• _Task instructions_:
Each entry should be duplicated exactly, with no line missing.

(Records for processing begins)

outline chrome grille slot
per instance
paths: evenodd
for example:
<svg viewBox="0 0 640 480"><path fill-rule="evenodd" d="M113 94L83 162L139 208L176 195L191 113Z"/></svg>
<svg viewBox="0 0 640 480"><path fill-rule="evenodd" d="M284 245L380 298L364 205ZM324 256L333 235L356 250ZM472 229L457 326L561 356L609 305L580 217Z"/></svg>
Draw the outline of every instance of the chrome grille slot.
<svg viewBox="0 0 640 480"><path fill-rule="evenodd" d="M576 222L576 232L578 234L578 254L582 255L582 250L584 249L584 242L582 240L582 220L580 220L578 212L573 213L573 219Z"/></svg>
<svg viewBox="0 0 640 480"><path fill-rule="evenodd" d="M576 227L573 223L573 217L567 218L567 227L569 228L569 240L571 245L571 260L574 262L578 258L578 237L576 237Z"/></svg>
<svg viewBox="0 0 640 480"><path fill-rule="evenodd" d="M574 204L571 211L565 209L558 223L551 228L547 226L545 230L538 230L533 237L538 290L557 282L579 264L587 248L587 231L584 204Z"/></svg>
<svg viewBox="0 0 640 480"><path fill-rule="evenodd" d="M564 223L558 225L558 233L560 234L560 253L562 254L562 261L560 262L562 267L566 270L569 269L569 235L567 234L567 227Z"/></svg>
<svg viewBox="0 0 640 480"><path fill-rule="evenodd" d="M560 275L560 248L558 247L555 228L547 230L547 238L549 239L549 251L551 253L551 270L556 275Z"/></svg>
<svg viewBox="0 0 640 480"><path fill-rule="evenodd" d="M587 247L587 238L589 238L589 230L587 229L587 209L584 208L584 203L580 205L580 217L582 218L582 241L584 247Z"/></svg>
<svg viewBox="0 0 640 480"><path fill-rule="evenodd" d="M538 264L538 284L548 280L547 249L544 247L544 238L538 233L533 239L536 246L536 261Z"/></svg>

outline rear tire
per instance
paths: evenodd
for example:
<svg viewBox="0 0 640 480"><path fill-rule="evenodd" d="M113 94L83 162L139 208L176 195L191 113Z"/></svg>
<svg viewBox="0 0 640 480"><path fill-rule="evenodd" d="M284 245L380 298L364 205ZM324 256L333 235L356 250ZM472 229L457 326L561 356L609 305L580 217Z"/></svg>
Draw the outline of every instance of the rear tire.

(Records for processing ends)

• _Written response_:
outline chrome grille slot
per instance
paths: evenodd
for example:
<svg viewBox="0 0 640 480"><path fill-rule="evenodd" d="M113 94L83 162L139 208L176 195L191 113Z"/></svg>
<svg viewBox="0 0 640 480"><path fill-rule="evenodd" d="M284 245L380 298L364 205ZM324 256L333 235L356 250ZM472 229L457 326L561 356L609 305L580 217Z"/></svg>
Draw the outline of every instance of the chrome grille slot.
<svg viewBox="0 0 640 480"><path fill-rule="evenodd" d="M576 222L576 232L578 234L578 254L582 255L582 250L584 249L584 242L582 240L582 220L580 220L578 212L573 213L573 219Z"/></svg>
<svg viewBox="0 0 640 480"><path fill-rule="evenodd" d="M576 227L573 223L573 217L567 218L567 227L569 228L569 240L571 245L571 260L574 262L578 258L578 237L576 237Z"/></svg>
<svg viewBox="0 0 640 480"><path fill-rule="evenodd" d="M574 204L571 211L565 209L558 223L551 228L547 226L545 230L538 230L533 237L538 290L557 282L579 264L587 248L587 231L584 204Z"/></svg>
<svg viewBox="0 0 640 480"><path fill-rule="evenodd" d="M564 223L558 225L558 233L560 234L560 253L562 254L562 261L560 262L562 267L566 270L569 269L569 235L567 234L567 227Z"/></svg>
<svg viewBox="0 0 640 480"><path fill-rule="evenodd" d="M560 275L560 248L558 247L555 228L547 230L547 238L549 239L549 251L551 253L551 270L556 275Z"/></svg>
<svg viewBox="0 0 640 480"><path fill-rule="evenodd" d="M587 247L587 238L589 238L589 230L587 229L587 209L584 208L584 203L580 205L580 217L582 218L582 241L584 247Z"/></svg>
<svg viewBox="0 0 640 480"><path fill-rule="evenodd" d="M538 264L538 284L548 280L547 249L544 247L544 238L538 233L533 239L536 246L536 261Z"/></svg>

outline rear tire
per instance
paths: evenodd
for example:
<svg viewBox="0 0 640 480"><path fill-rule="evenodd" d="M113 94L83 162L139 208L176 195L191 113Z"/></svg>
<svg viewBox="0 0 640 480"><path fill-rule="evenodd" d="M284 245L380 298L364 205ZM324 256L333 235L356 250ZM472 229L457 326L561 356L609 305L580 217Z"/></svg>
Draw the outline of every instance of the rear tire.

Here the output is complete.